Passage shown:
——————————
LGBTQ 101, adapted for the visually impaired

I generally approach things in this space from a text-heavy, theoretical level. I shoot for advanced knowledge and understanding, because so much of what I end up doing in other spaces (including meatspace) is basic 101-level stuff. But I came up with what I think is a pretty easy and elegant visual way to understand the labels LGBTQ.

The following are Community labels. While they can and are frequently used as individual identity labels, not everyone in these communities uses these labels for personal identification. They are broad and general and not intended to describe people’s attractions in fine detail.

Straight: a person who is attracted to people of another (almost always constructed as a binary “other” or “opposite”) sex/gender.

Lesbian: a female-identified person who is attracted to other female-identified persons.

[image: A circle with the letter ‘L’]

A circle with the letter 'L'

Gay: a person attracted to others of the same sex/gender. Frequently used to refer to male-identified persons, but can also be used to refer to someone of any sex/gender whose attraction is to the same sex/gender.

[image: Same as Image 1, with a larger added circle that intersects about 50% with the letter ‘G’ in the section that doesn’t intersect.]

Image 1, with a larger added circle that intersects about 50% with the letter 'G' in the section that doesn't intersect.
——————————
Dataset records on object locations
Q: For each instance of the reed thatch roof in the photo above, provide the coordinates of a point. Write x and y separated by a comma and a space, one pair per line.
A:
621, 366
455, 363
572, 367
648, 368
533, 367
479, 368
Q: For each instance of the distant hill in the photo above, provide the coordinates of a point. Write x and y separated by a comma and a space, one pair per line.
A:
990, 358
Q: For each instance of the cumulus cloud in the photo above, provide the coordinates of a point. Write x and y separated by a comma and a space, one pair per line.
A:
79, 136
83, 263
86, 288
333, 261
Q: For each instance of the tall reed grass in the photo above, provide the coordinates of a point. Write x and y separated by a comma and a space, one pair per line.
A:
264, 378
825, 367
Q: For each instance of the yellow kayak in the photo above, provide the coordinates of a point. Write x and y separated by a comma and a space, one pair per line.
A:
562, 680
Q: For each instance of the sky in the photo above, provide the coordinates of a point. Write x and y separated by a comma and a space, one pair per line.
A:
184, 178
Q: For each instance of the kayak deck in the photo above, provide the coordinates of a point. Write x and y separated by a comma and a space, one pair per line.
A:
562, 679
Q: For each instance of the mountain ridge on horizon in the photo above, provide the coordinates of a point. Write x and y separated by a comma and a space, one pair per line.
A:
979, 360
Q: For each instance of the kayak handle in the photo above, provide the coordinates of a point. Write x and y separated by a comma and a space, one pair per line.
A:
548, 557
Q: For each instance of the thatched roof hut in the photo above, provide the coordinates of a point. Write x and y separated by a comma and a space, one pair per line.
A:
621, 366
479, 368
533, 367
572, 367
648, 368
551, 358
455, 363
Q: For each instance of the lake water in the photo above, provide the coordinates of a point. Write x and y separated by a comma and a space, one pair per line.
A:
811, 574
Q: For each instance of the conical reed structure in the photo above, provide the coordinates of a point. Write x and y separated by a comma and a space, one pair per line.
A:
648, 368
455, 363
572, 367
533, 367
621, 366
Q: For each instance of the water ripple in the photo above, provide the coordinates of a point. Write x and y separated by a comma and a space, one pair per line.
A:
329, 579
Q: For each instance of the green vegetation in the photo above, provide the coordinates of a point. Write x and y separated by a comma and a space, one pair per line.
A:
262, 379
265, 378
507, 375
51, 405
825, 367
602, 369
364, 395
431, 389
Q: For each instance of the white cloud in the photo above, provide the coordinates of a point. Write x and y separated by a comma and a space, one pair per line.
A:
——————————
Using the LGBTQ 101 post, answer these:
(a) What does the writer call the labels listed in the post?
(b) How does the post define a lesbian?
(c) Which people is the word "gay" frequently used to refer to?

(a) Community labels.
(b) A female-identified person who is attracted to other female-identified persons.
(c) Male-identified persons.